Rewrite the lines below as a numbered list, leaving out any blank lines.

[Region labeling entries]
● ● ● ● ●
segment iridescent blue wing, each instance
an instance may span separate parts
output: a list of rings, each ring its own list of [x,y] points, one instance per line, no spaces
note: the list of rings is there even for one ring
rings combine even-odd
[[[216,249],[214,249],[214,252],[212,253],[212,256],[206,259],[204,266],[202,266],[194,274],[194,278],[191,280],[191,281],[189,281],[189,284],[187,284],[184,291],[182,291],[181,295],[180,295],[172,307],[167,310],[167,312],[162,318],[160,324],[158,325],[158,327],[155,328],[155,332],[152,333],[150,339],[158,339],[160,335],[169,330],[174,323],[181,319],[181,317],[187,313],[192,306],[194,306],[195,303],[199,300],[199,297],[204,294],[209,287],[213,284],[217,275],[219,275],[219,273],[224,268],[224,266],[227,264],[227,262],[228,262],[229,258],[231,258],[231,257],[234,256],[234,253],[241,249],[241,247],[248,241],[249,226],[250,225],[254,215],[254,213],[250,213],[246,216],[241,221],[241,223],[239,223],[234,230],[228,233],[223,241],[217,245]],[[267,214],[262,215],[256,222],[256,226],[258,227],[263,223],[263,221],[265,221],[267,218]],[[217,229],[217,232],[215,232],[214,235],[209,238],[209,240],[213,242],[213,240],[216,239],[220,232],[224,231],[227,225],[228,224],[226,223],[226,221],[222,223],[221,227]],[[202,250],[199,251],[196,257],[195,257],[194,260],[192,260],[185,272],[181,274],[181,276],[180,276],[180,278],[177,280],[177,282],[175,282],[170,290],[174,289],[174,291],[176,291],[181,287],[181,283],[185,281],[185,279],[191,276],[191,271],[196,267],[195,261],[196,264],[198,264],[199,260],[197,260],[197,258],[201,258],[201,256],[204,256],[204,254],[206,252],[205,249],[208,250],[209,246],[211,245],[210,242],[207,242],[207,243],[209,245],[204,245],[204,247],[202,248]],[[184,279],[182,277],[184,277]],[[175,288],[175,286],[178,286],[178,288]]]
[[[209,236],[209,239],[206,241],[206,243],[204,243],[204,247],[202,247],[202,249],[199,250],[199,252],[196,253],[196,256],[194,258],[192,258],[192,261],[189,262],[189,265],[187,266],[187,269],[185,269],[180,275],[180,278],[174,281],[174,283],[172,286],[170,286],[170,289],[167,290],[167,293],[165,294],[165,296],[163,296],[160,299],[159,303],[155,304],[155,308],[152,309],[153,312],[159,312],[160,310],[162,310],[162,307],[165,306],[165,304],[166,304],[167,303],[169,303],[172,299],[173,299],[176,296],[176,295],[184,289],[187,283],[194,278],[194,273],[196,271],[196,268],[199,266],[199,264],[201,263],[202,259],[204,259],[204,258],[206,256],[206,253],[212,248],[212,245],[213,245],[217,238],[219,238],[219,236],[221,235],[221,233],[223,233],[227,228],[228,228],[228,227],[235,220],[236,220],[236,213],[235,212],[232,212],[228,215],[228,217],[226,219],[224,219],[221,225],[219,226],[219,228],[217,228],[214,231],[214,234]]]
● ● ● ● ●
→ ANSWER TO THIS TASK:
1. segment iridescent blue wing, each instance
2. an instance may span separate parts
3. output: a list of rings, each ring its own list of [x,y] points, one instance per line, no spaces
4. note: the list of rings is there even for one ring
5. rings combine even-odd
6. [[[216,249],[214,249],[214,252],[212,253],[212,256],[206,259],[204,266],[202,266],[194,274],[194,278],[191,280],[191,281],[189,281],[189,284],[187,284],[184,291],[182,291],[181,295],[180,295],[172,307],[167,310],[167,312],[162,318],[160,324],[158,325],[158,327],[155,328],[155,332],[152,333],[150,339],[158,339],[160,335],[169,330],[174,323],[181,319],[181,317],[187,313],[192,306],[194,306],[195,303],[199,300],[199,297],[204,294],[209,287],[213,284],[217,275],[219,275],[219,273],[224,268],[224,266],[227,264],[227,262],[228,262],[229,258],[231,258],[231,257],[234,256],[234,253],[241,249],[241,247],[248,241],[249,226],[250,225],[254,215],[254,213],[250,213],[246,216],[241,221],[241,223],[239,223],[234,230],[228,233],[223,241],[217,245]],[[267,214],[262,215],[256,222],[256,226],[258,227],[263,223],[263,221],[265,221],[267,218]],[[217,229],[217,232],[215,232],[214,235],[209,238],[209,240],[213,242],[213,240],[216,239],[220,232],[224,231],[227,225],[228,224],[226,223],[226,221],[222,223],[221,227]],[[202,250],[199,251],[196,257],[195,257],[194,260],[192,260],[185,272],[181,274],[181,276],[180,276],[180,278],[177,280],[177,282],[175,282],[170,290],[174,289],[174,291],[176,291],[181,287],[181,283],[185,281],[185,279],[191,276],[191,271],[196,267],[195,261],[196,264],[198,264],[199,260],[197,260],[197,258],[201,258],[201,256],[204,256],[204,254],[206,252],[205,249],[208,250],[209,246],[211,245],[210,242],[207,242],[207,243],[209,245],[204,245],[204,247],[202,248]],[[184,279],[182,277],[184,277]],[[175,288],[175,286],[178,286],[178,288]]]
7. [[[209,236],[209,239],[206,241],[206,243],[204,243],[204,247],[202,247],[202,249],[199,250],[199,252],[196,253],[196,256],[194,258],[192,258],[192,261],[189,262],[189,265],[187,266],[187,269],[185,269],[180,275],[180,278],[174,281],[174,283],[172,286],[170,286],[170,289],[167,290],[167,293],[165,294],[165,296],[163,296],[160,299],[159,303],[155,304],[155,308],[152,309],[153,312],[159,312],[160,310],[162,310],[162,307],[165,306],[165,304],[166,304],[167,303],[169,303],[172,299],[173,299],[176,296],[176,295],[184,289],[187,283],[194,278],[194,273],[196,271],[196,268],[199,266],[199,264],[201,263],[202,259],[204,259],[204,258],[206,256],[206,253],[212,248],[212,245],[213,245],[217,238],[219,238],[219,236],[221,235],[221,233],[223,233],[227,228],[228,228],[228,227],[235,220],[236,220],[236,213],[235,212],[232,212],[228,215],[228,217],[226,219],[224,219],[221,225],[219,226],[219,228],[217,228],[214,231],[214,234]]]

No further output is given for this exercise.